Activity -
Write out the records again, exactly, leaving none out.

********

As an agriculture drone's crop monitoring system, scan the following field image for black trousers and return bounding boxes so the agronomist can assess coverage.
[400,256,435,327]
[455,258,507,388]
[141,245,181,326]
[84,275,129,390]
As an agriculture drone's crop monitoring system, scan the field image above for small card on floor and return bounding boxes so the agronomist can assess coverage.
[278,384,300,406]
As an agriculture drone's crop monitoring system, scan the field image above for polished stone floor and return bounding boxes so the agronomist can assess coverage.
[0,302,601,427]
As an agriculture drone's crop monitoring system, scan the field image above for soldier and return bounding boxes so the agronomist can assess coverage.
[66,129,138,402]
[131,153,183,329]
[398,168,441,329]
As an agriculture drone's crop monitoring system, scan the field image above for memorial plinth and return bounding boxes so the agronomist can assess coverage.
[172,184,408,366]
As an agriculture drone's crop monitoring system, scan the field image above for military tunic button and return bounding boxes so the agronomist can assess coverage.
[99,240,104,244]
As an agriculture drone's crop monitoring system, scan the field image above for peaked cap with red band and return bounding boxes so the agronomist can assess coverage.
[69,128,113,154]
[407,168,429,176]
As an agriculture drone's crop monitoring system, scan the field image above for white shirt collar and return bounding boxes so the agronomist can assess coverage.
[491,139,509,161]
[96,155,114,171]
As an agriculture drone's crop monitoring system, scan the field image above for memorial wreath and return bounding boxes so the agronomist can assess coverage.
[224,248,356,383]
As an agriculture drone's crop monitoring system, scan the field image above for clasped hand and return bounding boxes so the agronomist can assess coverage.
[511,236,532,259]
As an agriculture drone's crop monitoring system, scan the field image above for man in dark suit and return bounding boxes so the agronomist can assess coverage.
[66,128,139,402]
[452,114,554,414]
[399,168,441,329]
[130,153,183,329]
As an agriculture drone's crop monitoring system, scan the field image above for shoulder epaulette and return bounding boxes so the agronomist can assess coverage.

********

Response to the task -
As an agriculture drone's crop monitoring system, scan the following field image for black trousers and return bounding boxes so the agronomist can assess coverage.
[400,256,435,327]
[455,258,507,388]
[141,245,181,326]
[84,275,129,390]
As an agriculture drone's crop monitoring system, scan the field image above for small card on floor and return bounding boxes so the agronomist can assess coverage.
[278,384,300,406]
As an agriculture drone's crop monitoring system, scan the field image above for polished stone floor and return bounding boxes so the agronomist can assess coverage.
[0,302,601,427]
As an agriculture drone's crop monitoring system, scan the field image above for soldier and return bounding boxes so the agronomist can assess coverage.
[66,129,138,402]
[131,153,183,329]
[398,168,441,329]
As an agriculture drone's crop monitoring system, scan the field image above for memorial plinth and return bounding boxes so the agronomist can assess coverage.
[172,184,408,366]
As an agriculture drone's crop monitoring system, scan the field image above for military tunic button and return bounding boxes so the agronomist can assess coverage.
[99,240,104,244]
As an agriculture drone's crop monitoring system, scan the field image above for peaked cap with red band and return bounding boxes so the agronomist can assess coverage.
[69,128,113,154]
[407,168,429,176]
As an agriculture drone's crop monitoring system, scan the field image above for white shirt collar and return bounding boxes so the agronomist can assess coverage.
[491,139,509,161]
[96,155,114,171]
As an agriculture drone's crop monitoring system, scan the field image above for memorial wreath and return bounding boxes so the agronomist can assess coverage.
[224,248,356,383]
As an agriculture drone's crop monitoring system, scan the field image above for clasped hand and return bounding boxes so the agronomist can assess coverage.
[511,236,532,259]
As an agriculture drone's crop monitoring system, scan the field image above for man in dark suit and return bounding boxes so the agronomist can assess coverage.
[66,128,139,402]
[452,114,554,414]
[399,168,441,329]
[130,153,183,329]
As an agriculture drone's crop monitoring system, scan the field image above for shoulder epaulette and return bounding boxes so the agronomist can assess coverage.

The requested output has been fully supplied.